Provided entries:
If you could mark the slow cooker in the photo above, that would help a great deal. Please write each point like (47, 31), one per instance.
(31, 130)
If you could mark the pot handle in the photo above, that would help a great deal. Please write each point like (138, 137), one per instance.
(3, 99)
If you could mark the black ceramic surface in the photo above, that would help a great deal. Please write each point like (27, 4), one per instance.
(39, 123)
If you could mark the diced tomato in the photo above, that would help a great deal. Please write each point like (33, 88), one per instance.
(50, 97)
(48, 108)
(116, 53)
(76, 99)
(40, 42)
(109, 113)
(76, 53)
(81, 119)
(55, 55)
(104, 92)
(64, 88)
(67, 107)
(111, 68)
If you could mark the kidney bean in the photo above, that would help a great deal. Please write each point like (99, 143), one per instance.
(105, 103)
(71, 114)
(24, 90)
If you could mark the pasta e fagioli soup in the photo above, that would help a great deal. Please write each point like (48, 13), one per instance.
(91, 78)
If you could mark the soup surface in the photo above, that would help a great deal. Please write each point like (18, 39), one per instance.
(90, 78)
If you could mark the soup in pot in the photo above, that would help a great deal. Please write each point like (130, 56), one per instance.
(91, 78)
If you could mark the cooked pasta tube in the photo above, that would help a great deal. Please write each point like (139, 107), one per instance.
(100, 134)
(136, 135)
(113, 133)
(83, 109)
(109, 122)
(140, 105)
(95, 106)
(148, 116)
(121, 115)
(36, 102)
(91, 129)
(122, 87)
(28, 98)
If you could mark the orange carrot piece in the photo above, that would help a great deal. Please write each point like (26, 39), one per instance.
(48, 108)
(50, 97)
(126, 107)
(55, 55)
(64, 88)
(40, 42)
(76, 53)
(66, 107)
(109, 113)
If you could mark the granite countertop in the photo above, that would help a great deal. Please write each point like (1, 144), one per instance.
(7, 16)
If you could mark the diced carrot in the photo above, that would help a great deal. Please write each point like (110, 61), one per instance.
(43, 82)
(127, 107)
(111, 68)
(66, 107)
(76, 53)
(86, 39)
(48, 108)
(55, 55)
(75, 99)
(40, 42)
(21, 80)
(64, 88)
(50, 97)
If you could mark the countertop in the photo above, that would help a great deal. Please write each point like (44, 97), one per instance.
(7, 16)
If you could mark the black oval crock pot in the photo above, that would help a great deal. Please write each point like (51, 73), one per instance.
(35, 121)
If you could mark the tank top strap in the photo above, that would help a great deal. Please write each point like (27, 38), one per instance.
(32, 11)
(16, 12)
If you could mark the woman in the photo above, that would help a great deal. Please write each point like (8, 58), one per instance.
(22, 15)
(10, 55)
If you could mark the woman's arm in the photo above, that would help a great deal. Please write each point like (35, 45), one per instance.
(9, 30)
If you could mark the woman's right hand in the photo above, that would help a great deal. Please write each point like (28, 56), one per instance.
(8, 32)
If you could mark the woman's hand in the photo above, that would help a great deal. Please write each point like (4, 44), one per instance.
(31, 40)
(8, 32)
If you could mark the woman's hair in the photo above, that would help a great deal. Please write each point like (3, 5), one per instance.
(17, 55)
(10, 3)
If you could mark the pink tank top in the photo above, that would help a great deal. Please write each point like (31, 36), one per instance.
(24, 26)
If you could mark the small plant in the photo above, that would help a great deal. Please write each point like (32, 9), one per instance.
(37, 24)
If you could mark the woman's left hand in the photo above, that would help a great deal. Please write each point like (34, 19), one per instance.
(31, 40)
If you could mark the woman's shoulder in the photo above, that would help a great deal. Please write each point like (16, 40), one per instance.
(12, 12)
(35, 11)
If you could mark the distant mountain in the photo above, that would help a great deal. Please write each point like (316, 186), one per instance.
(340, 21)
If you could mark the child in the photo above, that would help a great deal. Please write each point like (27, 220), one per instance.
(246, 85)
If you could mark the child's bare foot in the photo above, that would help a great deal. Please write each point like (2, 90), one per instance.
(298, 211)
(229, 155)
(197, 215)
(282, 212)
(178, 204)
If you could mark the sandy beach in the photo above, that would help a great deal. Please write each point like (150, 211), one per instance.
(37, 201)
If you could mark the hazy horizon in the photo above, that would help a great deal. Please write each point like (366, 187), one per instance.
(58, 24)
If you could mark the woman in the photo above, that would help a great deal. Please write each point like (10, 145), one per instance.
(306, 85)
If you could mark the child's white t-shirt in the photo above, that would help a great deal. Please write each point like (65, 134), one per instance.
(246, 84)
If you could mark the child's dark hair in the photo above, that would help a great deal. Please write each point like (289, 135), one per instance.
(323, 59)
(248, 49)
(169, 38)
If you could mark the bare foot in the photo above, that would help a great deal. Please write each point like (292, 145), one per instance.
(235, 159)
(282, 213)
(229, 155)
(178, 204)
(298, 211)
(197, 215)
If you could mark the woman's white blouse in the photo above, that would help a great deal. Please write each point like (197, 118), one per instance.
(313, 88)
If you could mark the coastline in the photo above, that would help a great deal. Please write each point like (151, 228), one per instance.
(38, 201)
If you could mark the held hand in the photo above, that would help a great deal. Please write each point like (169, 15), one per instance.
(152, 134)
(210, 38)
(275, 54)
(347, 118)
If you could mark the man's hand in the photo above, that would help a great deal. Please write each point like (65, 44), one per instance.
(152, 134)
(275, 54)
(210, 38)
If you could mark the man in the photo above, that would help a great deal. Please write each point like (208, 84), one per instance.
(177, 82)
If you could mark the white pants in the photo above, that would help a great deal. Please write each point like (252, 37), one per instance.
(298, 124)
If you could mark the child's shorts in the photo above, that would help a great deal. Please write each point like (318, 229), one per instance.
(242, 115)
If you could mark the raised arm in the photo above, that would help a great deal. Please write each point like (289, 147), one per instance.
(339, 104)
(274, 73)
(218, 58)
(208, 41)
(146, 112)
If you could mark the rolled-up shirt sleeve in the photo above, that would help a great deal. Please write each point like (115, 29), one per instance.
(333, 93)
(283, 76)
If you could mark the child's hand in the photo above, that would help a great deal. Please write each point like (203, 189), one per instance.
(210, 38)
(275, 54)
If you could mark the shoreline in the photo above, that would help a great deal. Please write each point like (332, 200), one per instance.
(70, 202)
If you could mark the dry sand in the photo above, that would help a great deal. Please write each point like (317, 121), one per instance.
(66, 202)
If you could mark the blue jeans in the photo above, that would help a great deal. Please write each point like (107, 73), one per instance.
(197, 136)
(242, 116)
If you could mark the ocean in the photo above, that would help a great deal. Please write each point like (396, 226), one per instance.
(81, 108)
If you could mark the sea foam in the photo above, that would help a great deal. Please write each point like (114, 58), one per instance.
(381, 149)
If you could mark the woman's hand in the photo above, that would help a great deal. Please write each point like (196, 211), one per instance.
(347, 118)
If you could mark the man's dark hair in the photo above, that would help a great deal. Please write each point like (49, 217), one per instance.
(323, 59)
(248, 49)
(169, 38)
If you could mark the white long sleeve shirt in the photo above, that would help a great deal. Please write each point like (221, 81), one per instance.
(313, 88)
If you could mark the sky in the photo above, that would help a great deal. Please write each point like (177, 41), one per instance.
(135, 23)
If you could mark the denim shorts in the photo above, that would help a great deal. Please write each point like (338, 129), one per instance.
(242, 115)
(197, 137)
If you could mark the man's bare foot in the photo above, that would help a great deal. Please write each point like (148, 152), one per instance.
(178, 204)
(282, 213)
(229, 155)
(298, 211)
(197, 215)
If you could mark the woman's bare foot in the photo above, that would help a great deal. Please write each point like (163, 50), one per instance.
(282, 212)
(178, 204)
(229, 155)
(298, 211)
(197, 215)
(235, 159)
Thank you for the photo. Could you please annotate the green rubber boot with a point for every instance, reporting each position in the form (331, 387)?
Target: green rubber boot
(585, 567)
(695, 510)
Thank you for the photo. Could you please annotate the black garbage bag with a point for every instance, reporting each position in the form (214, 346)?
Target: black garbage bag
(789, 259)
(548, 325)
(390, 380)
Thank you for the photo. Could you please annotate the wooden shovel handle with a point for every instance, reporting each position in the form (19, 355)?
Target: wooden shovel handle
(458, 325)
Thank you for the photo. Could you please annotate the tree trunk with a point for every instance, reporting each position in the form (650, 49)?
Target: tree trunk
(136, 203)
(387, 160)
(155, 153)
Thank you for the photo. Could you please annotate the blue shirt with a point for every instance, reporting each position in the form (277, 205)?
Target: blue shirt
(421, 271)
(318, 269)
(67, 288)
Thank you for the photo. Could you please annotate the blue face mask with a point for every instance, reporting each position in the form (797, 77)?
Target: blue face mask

Task to carry out:
Render the part of the data that opens with the line containing "form (797, 77)?" and runs to the end as a numbered list, leaving out any blank lines.

Output:
1. Thank you for the photo. Could you please annotate the blue face mask with a point for every instance, reporting each position in the form (797, 77)?
2. Target: blue face mask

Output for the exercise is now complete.